Reproduce the part of the listing below that opens with the line containing "the dry grass" and closes with the line containing "pixel 225 58", both lines included. Scale each pixel coordinate in the answers by 1.3 and round it to a whole number, with halves rounded up, leaving all other text unchanged.

### Records for this task

_ _ _ _ _

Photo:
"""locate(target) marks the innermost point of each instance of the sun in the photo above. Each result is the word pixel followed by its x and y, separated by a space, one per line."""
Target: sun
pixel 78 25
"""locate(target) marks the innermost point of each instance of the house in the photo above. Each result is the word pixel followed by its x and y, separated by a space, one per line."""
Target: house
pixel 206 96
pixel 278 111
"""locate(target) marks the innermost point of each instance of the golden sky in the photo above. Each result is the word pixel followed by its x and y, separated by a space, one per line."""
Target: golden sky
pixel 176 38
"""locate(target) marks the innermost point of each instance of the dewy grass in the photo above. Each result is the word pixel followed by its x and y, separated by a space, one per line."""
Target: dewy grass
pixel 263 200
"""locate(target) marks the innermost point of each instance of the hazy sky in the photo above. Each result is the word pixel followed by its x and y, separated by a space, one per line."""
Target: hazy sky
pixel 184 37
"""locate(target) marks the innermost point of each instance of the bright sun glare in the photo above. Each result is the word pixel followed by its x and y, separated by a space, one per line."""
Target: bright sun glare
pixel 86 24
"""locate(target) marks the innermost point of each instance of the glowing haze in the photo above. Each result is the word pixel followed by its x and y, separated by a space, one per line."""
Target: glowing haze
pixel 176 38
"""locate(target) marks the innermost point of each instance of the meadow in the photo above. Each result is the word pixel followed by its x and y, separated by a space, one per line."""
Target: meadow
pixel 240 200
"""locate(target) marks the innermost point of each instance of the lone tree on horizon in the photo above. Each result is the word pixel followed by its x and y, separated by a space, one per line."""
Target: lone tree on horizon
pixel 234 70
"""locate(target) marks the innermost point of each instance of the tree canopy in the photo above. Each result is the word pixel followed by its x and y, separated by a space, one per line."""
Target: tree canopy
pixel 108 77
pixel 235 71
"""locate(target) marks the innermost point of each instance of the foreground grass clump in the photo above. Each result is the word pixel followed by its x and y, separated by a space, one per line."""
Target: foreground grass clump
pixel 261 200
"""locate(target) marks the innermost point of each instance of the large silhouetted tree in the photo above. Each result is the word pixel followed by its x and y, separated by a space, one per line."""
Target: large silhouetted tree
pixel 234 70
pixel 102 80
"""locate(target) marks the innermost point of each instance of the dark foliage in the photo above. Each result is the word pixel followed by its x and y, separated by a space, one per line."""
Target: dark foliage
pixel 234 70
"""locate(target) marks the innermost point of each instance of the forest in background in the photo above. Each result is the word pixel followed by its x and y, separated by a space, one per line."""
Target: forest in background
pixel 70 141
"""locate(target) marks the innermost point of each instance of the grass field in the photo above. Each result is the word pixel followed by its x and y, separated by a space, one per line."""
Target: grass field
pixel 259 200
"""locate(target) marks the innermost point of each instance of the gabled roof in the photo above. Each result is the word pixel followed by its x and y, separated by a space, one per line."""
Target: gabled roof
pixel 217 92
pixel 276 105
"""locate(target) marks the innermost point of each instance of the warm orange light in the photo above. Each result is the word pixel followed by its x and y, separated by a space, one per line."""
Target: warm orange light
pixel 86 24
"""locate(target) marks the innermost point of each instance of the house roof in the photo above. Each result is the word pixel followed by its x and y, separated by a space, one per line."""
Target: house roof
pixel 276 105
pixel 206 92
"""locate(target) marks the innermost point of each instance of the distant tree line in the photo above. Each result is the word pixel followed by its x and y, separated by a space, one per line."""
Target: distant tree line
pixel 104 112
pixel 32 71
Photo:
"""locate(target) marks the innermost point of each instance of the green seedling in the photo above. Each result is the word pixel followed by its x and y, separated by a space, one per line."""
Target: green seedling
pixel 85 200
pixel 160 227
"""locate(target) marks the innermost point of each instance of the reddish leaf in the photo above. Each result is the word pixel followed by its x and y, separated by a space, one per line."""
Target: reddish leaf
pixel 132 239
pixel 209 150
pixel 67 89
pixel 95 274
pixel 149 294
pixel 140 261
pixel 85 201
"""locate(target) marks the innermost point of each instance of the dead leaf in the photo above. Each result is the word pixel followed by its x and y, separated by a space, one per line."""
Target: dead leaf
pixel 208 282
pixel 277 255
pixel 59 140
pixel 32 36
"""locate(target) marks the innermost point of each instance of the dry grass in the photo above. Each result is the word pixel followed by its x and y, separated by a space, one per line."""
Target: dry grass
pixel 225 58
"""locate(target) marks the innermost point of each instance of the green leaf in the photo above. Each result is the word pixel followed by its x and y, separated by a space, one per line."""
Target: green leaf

_ _ _ _ _

### Task response
"""locate(target) marks the innermost point of each instance of the dry grass in the photo above. Each result is the word pixel followed by its x and y, separated by a space, one per line."""
Target: dry grass
pixel 293 75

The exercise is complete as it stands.